Washington, D.C. June 15, 2011 – Today, the U.S. Senate Environment and Public Works Committee is holding a hearing to discuss the important connection between clean air and public health. As the U.S. Environmental Protection Agency prepares a new regulation that would curb toxic pollutants from coal-fired power plants, saving up to 17,000 lives each year, and plans later this summer to finalize new limits on ozone pollution that would save up to 12,000 lives each year, the Senate will hear from doctors, nurses and the EPA administrator about why cleaning up air pollution leads to better, healthier lives.
The following statement is from Stephanie Maddin, associate legislative counsel at Earthjustice:
"Today's hearing will highlight the critical link between clean air and public health. Across the nation, physicians and nurses know all too well that poor air quality poses an extreme burden for many of our most vulnerable citizens and children. That's why public health experts will present well documented science and medical data demonstrating that people are living shorter and less healthy lives due to preventable air pollution.
"Unfortunately, industrial polluters want us to ignore the overwhelming medical and scientific studies that show we can clean up our air and help more Americans live healthier lives. If polluters succeed in blocking or delaying already overdue clean air protections, many thousands of Americans will continue to experience preventable asthma attacks, heart attacks, cancer and other illnesses. The worst outcome of failing to protect Americans from this air pollution will be premature death.
"The Senate is offering the public a chance to see the full scope of our air pollution problem, how it can be solved by employing existing pollution control strategies, and how some of our elected officials place the greed of big polluters ahead of the health of their constituents and fellow Americans. ‘Protection' is at the heart of the Environmental Protection Agency's name and mission for good reason. The agency's ability to enforce clean air standards is critical to cleaning up pollution and truly protecting the health of the American people."

------------------------

## Prompt 1
According to the press release, how many lives each year would the planned new limits on ozone pollution save?
## Prompt 2
List every specific illness that the press release says many thousands of Americans will continue to experience if clean air protections are blocked or delayed.
## Prompt 3
From the press release, reproduce the part that opens with the words containing "The following statement" and closes with "preventable air pollution.".

[Extracted data entries]
------------------------

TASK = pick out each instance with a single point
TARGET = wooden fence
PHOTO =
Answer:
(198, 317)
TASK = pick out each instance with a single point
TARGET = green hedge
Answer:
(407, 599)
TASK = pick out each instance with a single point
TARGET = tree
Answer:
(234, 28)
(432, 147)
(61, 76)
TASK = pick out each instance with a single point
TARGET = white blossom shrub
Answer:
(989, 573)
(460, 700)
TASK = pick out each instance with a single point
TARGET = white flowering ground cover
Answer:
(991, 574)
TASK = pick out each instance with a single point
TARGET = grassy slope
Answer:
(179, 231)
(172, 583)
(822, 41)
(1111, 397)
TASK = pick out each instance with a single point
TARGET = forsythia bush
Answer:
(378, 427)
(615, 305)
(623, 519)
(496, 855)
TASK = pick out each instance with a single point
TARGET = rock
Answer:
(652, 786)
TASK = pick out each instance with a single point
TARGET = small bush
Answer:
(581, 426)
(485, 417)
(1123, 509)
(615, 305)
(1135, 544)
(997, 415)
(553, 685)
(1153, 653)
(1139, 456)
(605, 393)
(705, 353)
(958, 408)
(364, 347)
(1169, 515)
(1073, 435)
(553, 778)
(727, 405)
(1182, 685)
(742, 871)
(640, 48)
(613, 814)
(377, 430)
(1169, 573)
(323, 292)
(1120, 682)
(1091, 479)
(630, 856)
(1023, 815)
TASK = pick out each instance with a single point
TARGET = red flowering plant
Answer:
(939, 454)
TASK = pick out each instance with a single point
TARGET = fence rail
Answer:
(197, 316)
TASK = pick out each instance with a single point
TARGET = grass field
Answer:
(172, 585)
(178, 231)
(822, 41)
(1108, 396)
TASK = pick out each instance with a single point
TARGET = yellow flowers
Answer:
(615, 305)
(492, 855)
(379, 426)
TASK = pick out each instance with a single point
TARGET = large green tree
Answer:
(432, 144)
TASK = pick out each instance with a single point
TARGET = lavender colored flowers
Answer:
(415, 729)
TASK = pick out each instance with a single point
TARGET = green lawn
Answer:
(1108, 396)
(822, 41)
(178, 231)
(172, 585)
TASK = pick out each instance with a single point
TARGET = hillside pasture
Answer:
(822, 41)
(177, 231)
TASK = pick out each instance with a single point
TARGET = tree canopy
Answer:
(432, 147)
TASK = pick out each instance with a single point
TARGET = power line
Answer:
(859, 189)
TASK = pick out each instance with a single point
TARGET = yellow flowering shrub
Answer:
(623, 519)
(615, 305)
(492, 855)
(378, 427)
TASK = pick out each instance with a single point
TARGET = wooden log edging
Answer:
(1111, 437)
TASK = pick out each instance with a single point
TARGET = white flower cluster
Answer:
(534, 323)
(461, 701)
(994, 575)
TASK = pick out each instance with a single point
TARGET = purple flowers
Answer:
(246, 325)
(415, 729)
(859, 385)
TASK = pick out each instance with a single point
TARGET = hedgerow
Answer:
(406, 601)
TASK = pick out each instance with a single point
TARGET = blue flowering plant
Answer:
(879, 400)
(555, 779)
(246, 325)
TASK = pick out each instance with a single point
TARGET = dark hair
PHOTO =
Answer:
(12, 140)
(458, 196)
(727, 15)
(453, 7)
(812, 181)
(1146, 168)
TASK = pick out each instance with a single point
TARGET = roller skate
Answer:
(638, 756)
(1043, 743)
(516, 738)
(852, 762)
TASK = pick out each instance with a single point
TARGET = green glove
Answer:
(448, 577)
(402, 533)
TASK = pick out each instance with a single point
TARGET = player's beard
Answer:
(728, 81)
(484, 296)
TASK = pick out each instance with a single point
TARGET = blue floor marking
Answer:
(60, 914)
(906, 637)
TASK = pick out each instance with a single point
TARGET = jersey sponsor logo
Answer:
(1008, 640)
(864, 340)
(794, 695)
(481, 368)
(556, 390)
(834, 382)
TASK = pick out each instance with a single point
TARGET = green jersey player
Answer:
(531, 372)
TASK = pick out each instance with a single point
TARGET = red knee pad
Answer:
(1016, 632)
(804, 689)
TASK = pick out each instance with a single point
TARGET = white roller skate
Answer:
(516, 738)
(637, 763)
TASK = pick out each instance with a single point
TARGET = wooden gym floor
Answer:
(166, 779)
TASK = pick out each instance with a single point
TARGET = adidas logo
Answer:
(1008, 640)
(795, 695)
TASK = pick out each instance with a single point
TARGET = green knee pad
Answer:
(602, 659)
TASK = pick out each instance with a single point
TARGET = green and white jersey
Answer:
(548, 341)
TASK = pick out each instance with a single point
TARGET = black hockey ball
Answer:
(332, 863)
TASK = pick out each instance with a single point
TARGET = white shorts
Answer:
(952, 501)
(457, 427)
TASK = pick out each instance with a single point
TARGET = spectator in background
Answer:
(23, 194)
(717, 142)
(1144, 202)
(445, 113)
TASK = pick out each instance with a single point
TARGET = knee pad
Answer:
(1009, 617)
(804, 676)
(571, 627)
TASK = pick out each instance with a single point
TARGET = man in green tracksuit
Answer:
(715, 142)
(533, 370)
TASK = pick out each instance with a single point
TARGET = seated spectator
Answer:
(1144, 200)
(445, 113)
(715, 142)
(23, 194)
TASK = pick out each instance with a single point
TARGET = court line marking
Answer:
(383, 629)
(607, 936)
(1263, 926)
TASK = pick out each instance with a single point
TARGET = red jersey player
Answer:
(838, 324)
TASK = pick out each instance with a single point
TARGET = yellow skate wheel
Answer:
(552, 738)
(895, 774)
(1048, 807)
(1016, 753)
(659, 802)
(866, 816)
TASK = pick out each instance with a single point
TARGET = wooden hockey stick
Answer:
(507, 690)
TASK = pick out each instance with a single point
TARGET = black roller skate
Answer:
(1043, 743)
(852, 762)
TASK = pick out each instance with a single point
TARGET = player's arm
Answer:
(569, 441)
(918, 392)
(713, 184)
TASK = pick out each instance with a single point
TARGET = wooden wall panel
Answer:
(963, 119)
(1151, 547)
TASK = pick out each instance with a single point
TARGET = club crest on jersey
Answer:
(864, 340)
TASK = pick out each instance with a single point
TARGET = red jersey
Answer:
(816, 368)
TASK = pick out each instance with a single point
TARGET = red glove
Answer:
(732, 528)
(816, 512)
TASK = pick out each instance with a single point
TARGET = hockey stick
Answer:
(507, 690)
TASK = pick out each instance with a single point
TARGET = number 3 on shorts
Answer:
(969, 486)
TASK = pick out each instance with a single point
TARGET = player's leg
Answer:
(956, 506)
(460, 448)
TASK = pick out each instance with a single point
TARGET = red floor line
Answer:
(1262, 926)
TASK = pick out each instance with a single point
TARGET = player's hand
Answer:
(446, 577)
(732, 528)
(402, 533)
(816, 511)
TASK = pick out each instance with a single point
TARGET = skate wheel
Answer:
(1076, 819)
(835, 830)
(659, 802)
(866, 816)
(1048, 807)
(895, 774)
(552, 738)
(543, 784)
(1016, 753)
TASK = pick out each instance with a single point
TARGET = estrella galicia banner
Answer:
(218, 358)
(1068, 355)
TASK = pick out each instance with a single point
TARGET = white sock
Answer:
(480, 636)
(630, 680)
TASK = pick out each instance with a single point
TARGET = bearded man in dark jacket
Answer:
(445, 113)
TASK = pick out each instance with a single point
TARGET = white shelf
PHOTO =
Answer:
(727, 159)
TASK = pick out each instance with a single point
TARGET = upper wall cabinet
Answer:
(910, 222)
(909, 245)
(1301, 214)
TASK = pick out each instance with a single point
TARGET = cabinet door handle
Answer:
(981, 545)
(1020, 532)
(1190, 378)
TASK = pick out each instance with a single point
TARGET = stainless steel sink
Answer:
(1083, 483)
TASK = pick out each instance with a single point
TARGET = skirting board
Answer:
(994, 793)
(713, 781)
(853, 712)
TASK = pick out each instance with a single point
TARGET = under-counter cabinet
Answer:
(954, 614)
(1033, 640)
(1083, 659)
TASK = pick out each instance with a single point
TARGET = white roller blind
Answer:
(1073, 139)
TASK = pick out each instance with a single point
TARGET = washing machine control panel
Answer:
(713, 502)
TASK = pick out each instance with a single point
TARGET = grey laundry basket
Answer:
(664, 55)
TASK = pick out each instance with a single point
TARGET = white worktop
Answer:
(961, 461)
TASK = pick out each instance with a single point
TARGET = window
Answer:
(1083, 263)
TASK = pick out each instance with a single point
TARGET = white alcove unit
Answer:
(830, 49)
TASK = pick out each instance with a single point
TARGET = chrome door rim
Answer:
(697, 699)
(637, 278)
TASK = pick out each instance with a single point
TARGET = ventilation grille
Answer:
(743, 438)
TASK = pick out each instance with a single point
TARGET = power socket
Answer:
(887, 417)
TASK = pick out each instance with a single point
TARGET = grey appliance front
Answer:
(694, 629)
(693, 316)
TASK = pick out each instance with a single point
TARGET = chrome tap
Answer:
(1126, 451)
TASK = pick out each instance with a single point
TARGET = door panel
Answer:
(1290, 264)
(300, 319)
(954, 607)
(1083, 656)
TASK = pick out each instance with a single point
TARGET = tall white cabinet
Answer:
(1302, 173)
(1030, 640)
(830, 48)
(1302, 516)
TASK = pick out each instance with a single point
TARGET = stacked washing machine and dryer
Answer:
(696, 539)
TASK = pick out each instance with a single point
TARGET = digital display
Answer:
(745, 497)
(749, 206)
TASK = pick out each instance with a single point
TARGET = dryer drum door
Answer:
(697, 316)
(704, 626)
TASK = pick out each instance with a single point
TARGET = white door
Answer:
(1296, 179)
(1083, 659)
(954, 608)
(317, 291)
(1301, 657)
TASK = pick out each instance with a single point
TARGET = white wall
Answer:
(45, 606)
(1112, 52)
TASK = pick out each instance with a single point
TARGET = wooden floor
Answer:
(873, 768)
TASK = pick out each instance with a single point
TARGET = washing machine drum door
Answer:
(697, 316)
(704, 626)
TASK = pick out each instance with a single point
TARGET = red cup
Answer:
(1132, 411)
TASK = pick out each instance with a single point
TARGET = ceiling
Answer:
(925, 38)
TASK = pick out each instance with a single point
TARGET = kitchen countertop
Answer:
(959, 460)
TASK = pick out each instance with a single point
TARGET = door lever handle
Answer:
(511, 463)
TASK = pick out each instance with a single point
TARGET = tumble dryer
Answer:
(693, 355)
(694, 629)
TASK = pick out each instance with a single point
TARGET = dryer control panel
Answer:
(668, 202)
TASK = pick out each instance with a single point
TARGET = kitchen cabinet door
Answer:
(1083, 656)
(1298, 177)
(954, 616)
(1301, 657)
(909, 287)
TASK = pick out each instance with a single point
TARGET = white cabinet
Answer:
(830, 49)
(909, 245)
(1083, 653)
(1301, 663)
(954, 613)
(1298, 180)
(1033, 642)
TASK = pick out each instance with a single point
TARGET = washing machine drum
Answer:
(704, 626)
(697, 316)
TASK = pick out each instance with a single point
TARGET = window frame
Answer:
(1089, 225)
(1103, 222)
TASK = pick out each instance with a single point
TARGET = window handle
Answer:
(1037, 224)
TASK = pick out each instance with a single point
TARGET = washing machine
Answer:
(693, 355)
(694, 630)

------------------------

## Exercise solution 1
Up to 12,000 lives each year.

## Exercise solution 2
Asthma attacks, heart attacks, cancer

## Exercise solution 3
The following statement is from Stephanie Maddin, associate legislative counsel at Earthjustice:
"Today's hearing will highlight the critical link between clean air and public health. Across the nation, physicians and nurses know all too well that poor air quality poses an extreme burden for many of our most vulnerable citizens and children. That's why public health experts will present well documented science and medical data demonstrating that people are living shorter and less healthy lives due to preventable air pollution.